▸ **Problem requirements**
Filter the data for "island" and copy matching lines.

▸ **Data for analysis**

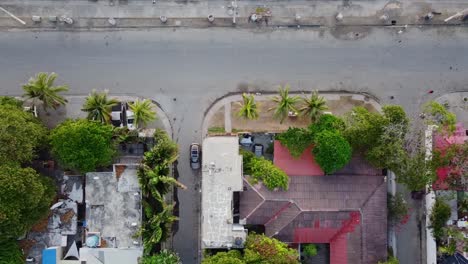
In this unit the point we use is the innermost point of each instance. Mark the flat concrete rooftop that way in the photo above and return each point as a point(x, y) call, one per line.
point(221, 177)
point(113, 206)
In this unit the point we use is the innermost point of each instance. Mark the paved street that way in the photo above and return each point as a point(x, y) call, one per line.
point(186, 70)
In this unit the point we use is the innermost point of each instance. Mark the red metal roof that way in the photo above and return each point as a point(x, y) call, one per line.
point(305, 165)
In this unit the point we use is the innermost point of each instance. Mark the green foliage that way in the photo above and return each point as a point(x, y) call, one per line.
point(263, 170)
point(437, 114)
point(363, 128)
point(82, 145)
point(248, 108)
point(155, 182)
point(99, 107)
point(327, 122)
point(143, 111)
point(21, 135)
point(25, 197)
point(230, 257)
point(42, 88)
point(439, 216)
point(285, 104)
point(263, 249)
point(313, 106)
point(397, 208)
point(10, 252)
point(332, 152)
point(415, 172)
point(7, 100)
point(391, 260)
point(310, 250)
point(296, 140)
point(163, 257)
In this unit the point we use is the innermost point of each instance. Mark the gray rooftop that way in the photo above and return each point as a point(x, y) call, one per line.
point(113, 206)
point(221, 176)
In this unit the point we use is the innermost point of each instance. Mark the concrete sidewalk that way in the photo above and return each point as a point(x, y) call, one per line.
point(136, 14)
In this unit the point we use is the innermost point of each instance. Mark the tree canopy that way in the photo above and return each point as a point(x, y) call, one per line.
point(332, 152)
point(25, 197)
point(258, 249)
point(21, 134)
point(82, 145)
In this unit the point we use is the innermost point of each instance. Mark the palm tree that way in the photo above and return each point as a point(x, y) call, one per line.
point(313, 106)
point(42, 88)
point(248, 107)
point(285, 104)
point(143, 111)
point(99, 107)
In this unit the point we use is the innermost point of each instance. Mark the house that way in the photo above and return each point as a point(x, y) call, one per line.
point(347, 210)
point(221, 184)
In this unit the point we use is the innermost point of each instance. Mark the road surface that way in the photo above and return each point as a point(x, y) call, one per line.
point(185, 70)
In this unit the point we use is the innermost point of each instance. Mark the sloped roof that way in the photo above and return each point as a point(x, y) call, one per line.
point(347, 211)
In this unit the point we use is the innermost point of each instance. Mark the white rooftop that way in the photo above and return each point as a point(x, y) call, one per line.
point(221, 176)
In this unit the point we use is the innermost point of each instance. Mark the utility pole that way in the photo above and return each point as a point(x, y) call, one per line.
point(13, 16)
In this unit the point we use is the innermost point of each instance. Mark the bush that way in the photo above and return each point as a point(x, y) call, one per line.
point(332, 152)
point(21, 134)
point(163, 257)
point(83, 145)
point(263, 170)
point(296, 140)
point(310, 250)
point(439, 216)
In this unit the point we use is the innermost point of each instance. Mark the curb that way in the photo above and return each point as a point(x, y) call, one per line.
point(329, 95)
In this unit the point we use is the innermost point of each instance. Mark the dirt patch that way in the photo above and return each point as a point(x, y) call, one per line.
point(266, 122)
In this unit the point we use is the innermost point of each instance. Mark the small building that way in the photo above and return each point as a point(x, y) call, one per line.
point(221, 184)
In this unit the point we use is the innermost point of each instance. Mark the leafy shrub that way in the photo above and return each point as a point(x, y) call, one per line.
point(163, 257)
point(439, 216)
point(296, 140)
point(83, 145)
point(264, 170)
point(310, 250)
point(332, 152)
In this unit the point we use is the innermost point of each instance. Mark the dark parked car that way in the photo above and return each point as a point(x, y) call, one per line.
point(195, 156)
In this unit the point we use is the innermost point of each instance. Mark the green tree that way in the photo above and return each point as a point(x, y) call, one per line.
point(143, 111)
point(248, 108)
point(25, 197)
point(415, 172)
point(296, 140)
point(332, 152)
point(263, 249)
point(264, 170)
point(437, 114)
point(83, 145)
point(163, 257)
point(99, 106)
point(21, 135)
point(439, 216)
point(363, 128)
point(285, 104)
point(313, 106)
point(10, 252)
point(42, 88)
point(230, 257)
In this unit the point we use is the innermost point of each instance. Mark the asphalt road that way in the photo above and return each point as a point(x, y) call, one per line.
point(186, 70)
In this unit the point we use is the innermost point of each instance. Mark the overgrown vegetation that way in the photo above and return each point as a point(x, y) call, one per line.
point(156, 181)
point(258, 249)
point(439, 216)
point(264, 170)
point(83, 145)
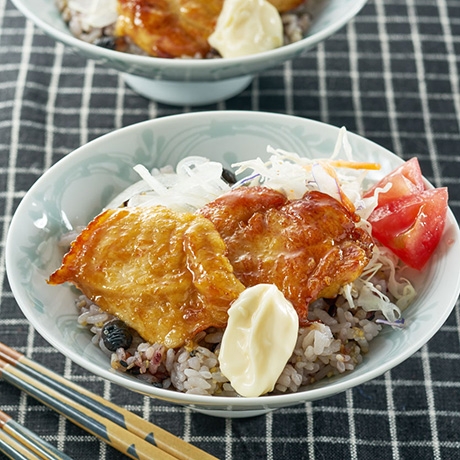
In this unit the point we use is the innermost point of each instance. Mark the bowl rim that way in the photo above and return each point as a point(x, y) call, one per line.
point(149, 61)
point(237, 403)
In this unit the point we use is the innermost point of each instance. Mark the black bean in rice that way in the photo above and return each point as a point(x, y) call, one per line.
point(332, 344)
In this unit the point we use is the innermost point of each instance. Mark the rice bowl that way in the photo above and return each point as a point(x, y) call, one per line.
point(189, 81)
point(103, 168)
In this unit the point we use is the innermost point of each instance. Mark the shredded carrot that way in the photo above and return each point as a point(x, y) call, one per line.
point(354, 164)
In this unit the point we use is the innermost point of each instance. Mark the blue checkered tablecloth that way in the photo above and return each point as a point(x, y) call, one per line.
point(393, 76)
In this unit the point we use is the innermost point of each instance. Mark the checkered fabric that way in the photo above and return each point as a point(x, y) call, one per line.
point(391, 75)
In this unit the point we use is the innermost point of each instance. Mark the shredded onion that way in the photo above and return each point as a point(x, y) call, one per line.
point(197, 181)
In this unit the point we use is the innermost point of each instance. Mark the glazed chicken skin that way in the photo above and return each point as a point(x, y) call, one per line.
point(309, 248)
point(169, 28)
point(162, 273)
point(175, 28)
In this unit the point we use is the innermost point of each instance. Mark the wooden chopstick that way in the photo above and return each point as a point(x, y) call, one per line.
point(150, 433)
point(107, 431)
point(30, 440)
point(14, 449)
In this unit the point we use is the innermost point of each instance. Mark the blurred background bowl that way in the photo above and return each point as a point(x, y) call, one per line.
point(190, 81)
point(76, 188)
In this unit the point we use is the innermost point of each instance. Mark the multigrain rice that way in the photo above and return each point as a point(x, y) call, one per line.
point(332, 344)
point(296, 23)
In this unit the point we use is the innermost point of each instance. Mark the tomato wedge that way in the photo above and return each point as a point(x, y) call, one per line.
point(412, 225)
point(405, 180)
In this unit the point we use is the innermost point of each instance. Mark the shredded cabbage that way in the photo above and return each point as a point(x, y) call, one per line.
point(197, 181)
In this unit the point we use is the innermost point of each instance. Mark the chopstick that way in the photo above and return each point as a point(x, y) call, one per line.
point(14, 449)
point(29, 439)
point(83, 406)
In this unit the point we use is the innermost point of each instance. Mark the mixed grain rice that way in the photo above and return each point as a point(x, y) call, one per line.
point(295, 23)
point(332, 344)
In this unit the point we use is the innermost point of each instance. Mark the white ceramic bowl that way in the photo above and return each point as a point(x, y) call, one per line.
point(78, 186)
point(188, 81)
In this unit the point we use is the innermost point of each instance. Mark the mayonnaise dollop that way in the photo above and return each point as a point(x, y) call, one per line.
point(247, 27)
point(259, 339)
point(95, 13)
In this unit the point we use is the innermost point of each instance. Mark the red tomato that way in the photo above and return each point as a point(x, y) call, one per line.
point(405, 180)
point(412, 225)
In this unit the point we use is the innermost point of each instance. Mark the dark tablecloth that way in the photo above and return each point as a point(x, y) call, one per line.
point(391, 75)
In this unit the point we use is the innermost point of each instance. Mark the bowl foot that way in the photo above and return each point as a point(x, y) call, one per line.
point(232, 413)
point(187, 92)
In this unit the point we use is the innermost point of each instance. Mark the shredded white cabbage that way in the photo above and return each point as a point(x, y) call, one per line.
point(197, 181)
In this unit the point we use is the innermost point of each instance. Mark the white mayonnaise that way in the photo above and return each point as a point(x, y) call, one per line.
point(95, 13)
point(259, 339)
point(247, 27)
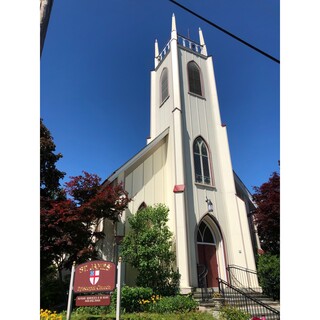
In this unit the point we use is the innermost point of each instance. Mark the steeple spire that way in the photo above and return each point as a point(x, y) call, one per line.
point(174, 34)
point(202, 43)
point(156, 53)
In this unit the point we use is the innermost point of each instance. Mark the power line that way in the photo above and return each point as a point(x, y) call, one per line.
point(225, 31)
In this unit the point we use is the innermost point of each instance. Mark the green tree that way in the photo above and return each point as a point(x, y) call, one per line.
point(50, 176)
point(148, 248)
point(269, 274)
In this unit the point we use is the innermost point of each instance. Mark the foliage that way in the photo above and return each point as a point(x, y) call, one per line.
point(232, 313)
point(68, 226)
point(267, 215)
point(131, 298)
point(68, 218)
point(49, 175)
point(144, 316)
point(178, 303)
point(269, 274)
point(49, 315)
point(53, 292)
point(148, 248)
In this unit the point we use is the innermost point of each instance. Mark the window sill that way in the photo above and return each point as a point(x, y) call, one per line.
point(203, 185)
point(196, 95)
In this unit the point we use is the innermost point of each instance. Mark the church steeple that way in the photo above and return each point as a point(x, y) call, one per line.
point(174, 34)
point(202, 43)
point(156, 53)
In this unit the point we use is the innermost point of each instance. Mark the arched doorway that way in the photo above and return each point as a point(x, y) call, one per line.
point(207, 257)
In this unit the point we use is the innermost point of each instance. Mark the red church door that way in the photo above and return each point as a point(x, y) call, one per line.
point(207, 257)
point(207, 253)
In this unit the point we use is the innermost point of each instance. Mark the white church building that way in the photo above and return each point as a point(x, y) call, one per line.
point(186, 165)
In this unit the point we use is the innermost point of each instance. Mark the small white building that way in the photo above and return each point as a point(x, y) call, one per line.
point(186, 165)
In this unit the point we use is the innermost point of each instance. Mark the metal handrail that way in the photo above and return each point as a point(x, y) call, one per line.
point(202, 282)
point(242, 300)
point(243, 278)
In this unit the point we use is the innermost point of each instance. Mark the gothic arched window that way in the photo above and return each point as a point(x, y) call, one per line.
point(142, 206)
point(164, 85)
point(194, 78)
point(201, 161)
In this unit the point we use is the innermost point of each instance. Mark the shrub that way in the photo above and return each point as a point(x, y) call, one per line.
point(49, 315)
point(177, 303)
point(131, 298)
point(269, 275)
point(148, 248)
point(232, 313)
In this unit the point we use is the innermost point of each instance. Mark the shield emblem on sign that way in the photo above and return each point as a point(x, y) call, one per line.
point(94, 276)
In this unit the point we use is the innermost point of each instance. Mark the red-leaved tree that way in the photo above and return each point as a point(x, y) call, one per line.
point(68, 226)
point(267, 215)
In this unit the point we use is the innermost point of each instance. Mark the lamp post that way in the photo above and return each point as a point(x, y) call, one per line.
point(209, 204)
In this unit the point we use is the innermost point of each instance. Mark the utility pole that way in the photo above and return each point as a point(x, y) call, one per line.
point(45, 11)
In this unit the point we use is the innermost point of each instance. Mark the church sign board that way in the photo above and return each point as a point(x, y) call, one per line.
point(93, 300)
point(95, 276)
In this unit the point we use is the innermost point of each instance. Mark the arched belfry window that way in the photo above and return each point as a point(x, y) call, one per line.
point(205, 234)
point(164, 85)
point(201, 161)
point(194, 78)
point(142, 206)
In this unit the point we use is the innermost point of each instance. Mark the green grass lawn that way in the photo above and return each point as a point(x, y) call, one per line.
point(145, 316)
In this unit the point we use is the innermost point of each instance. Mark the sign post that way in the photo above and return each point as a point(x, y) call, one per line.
point(118, 290)
point(91, 277)
point(70, 291)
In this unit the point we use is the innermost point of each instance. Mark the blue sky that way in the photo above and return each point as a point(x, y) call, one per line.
point(95, 79)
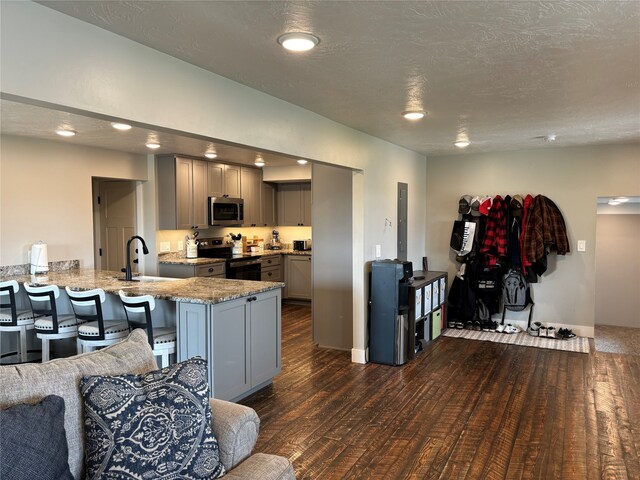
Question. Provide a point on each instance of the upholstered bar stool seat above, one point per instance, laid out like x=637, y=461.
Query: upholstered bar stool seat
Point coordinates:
x=48, y=324
x=14, y=320
x=162, y=339
x=96, y=332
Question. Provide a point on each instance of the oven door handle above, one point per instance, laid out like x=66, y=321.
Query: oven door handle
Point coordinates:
x=245, y=263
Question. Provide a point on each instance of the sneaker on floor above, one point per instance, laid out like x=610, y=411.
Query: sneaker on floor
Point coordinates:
x=511, y=328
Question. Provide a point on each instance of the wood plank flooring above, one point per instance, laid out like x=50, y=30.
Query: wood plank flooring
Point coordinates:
x=463, y=409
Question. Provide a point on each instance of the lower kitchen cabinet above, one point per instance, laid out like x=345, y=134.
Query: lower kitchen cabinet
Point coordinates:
x=241, y=339
x=298, y=277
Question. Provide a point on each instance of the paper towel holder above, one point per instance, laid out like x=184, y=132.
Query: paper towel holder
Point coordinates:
x=39, y=258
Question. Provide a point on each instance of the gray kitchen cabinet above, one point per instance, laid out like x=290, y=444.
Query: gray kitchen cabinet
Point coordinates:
x=182, y=193
x=271, y=268
x=294, y=204
x=298, y=277
x=241, y=339
x=251, y=193
x=223, y=179
x=216, y=270
x=269, y=204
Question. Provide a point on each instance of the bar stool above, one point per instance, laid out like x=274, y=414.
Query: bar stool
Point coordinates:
x=12, y=319
x=138, y=310
x=97, y=332
x=48, y=324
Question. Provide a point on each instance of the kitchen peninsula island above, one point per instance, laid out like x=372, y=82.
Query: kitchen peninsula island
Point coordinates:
x=234, y=324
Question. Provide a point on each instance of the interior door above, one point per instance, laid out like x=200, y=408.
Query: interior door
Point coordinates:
x=117, y=207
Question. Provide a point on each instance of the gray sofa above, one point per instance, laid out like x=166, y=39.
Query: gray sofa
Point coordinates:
x=235, y=426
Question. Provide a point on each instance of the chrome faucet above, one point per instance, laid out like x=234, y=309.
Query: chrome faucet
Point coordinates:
x=127, y=272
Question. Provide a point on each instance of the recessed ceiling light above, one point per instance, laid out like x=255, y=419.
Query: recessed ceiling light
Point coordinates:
x=298, y=41
x=414, y=114
x=66, y=132
x=120, y=126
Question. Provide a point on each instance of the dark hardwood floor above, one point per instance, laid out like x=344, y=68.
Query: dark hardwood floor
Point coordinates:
x=461, y=409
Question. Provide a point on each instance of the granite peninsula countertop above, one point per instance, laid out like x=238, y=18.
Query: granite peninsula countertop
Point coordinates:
x=175, y=258
x=193, y=290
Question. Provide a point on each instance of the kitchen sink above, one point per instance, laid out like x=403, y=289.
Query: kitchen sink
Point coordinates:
x=149, y=278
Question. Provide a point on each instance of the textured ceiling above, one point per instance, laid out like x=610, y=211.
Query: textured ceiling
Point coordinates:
x=506, y=73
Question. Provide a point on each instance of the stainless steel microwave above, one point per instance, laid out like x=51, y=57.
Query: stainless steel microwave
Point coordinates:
x=226, y=211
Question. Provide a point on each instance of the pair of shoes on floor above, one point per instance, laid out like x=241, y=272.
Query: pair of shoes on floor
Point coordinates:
x=489, y=326
x=508, y=328
x=548, y=331
x=566, y=334
x=534, y=330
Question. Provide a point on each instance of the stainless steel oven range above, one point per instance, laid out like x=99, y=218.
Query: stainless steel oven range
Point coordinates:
x=241, y=267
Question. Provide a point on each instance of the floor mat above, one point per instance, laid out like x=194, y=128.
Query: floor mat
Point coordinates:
x=577, y=344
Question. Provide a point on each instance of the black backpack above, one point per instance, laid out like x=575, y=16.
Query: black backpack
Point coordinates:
x=516, y=294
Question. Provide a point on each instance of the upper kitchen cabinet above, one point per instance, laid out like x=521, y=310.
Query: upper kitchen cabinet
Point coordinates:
x=223, y=180
x=182, y=193
x=294, y=204
x=251, y=192
x=269, y=204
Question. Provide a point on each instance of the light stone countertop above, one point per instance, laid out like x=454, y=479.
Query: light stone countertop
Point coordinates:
x=193, y=290
x=176, y=258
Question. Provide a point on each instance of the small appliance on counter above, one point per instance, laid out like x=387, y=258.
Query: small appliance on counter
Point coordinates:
x=302, y=245
x=39, y=258
x=275, y=240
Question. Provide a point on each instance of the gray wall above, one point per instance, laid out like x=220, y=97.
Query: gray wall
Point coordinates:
x=332, y=257
x=618, y=270
x=573, y=178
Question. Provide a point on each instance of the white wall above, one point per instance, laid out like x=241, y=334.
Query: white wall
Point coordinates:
x=45, y=194
x=618, y=270
x=103, y=73
x=572, y=177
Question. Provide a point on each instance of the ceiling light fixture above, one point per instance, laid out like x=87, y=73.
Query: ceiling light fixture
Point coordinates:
x=66, y=132
x=298, y=41
x=414, y=114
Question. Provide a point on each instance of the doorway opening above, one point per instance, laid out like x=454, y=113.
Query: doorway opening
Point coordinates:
x=114, y=221
x=617, y=259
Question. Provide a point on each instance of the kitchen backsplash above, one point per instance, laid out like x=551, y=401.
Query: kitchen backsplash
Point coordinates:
x=174, y=237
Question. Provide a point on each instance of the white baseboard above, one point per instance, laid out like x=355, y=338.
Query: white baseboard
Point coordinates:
x=358, y=355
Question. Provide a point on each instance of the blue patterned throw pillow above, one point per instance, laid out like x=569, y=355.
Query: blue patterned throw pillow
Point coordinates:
x=151, y=426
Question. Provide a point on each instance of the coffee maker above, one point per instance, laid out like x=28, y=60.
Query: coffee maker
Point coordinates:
x=275, y=240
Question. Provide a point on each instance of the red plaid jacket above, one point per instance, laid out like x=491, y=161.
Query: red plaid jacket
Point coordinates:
x=494, y=242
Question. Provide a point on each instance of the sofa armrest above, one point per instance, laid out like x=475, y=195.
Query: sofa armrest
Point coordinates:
x=236, y=427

▸ **Result**
Question. Provide a point on each instance of the kitchen peninsula island above, one point per instance, laid out like x=372, y=82.
Query: kitchen peninsula island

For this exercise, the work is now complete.